## [Extract]
Colchicine is rapidly absorbed after oral administration and peak plasma concentrations occur within 1–2 h. It has a bioavailability that varies from 24 to 88% [25]. When released into the bloodstream, more than 40% is conjugated to plasmatic proteins and the formation of stable colchicine-protein complexes in many tissues contributes to its large volume distribution (2.2 L/kg). Colchicine accumulates in the inflammatory cells, with an intra-leukocyte concentration higher than plasmatic concentration. Although it can cross the placenta and distribute into the breast milk, no clinical impact on the infant’s health was observed, likely because of a very low concentration of colchicine in these compartments. Up to 20% of colchicine is excreted in the urine, while most of the drug undergoes enterohepatic recirculation and is excreted via bile and feces. The average elimination half-life is 20 h [26, 27]. Colchicine is a substrate for cytochrome P3A4 (CYP3A4) and P-glycoprotein (P-gp) efflux transporter that are largely responsible for its metabolism and elimination. Colchicine is subjected to extensive first-pass metabolism. Intestinal and hepatic CYP3A4 metabolizes colchicine through oxidative demethylation to 2- and 3-demethylcolchicine. P-glycoprotein extrudes colchicine from the gastrointestinal tract limiting gastrointestinal absorption [28] CYP3A4 and P-glycoprotein are largely responsible for colchicine’s drug-drug interactions. Severe adverse interactions have been reported in patients taking colchicine and P-gp inhibitors (e.g. cyclosporine, calcium channel blockers and ranolazine) or CYP3A4 inhibitors (e.g. clarithromycin, fluoxetine, ketoconazole, nefazodone, and cimetidine), resulting in an impaired colchicine metabolism and a consequent elevation in colchicine plasma concentration and toxicity. If this occurs, a colchicine dose reduction is recommended [26]. Moreover, dose adjustment of colchicine is suggested in the elderly population and patients with renal or hepatic impairment [29].

## [Work instruction]
Please pick up the passage on colchicine's absorption, metabolism and drug interactions after its final sentence and continue it in the same style.

## [Data extract]
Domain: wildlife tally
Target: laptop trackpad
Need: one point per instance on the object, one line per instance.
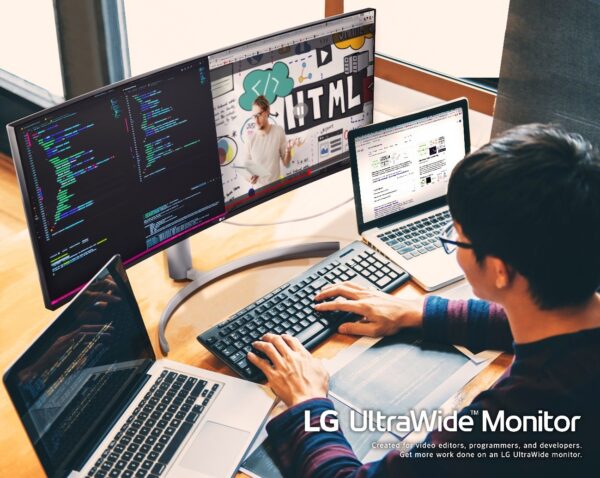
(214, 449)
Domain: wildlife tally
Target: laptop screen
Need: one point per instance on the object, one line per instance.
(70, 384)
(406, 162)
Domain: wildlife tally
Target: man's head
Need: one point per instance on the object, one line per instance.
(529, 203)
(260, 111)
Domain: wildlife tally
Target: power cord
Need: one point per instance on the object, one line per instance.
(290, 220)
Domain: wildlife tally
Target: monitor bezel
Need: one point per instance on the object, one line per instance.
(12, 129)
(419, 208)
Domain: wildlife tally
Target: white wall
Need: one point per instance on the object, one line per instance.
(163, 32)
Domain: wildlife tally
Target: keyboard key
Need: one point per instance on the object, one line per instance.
--
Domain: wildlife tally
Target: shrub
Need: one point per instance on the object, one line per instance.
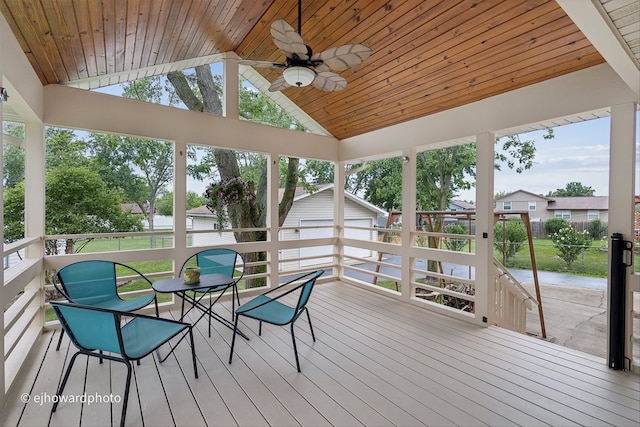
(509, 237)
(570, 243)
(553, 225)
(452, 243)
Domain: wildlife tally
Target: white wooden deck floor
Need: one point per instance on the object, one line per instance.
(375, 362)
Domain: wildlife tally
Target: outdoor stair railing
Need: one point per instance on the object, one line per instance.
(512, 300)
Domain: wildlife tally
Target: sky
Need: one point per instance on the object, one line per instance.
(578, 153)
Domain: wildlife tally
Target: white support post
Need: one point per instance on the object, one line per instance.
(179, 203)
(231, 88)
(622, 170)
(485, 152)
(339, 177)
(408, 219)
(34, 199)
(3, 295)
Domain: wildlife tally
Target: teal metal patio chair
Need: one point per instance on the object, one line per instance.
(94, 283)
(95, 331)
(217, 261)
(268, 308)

## [Exercise result]
Pharmacodynamics

The mechanism of action in colchicine is not fully understood. Early studies identified the microtubule as the primary subcellular target. The interaction between colchicine and tubulin depends on temperature, pH and concentration of tubulin [29, 32]. There is a non-covalent, poorly reversible binding that occurs with a stoichiometry of 1:1 molar ratio of colchicine to tubulin dimer. According to the currently most used model, reversible binding is followed by slow conformational changes that converts the initial complex to a more stable, less easily reversible state [22]. Colchicine binds to tubulin heterodimers impairing spatial conformation, thus causing tubulin disruption and preventing any further microtubule growth [30, 31]. Dynamics of microtubule polymerization are essential to cellular functions, such as cell division and migration, intracellular organelle and vesicle transport, and the secretion of cytokines and chemokines [32]. The antimitotic effect against microtubule and spindle formation, although not the only one, is considered the major mechanism by which colchicine intervenes in the molecular processes underlying the inflammation of gout, which remains the most common clinical indication for the use of colchicine.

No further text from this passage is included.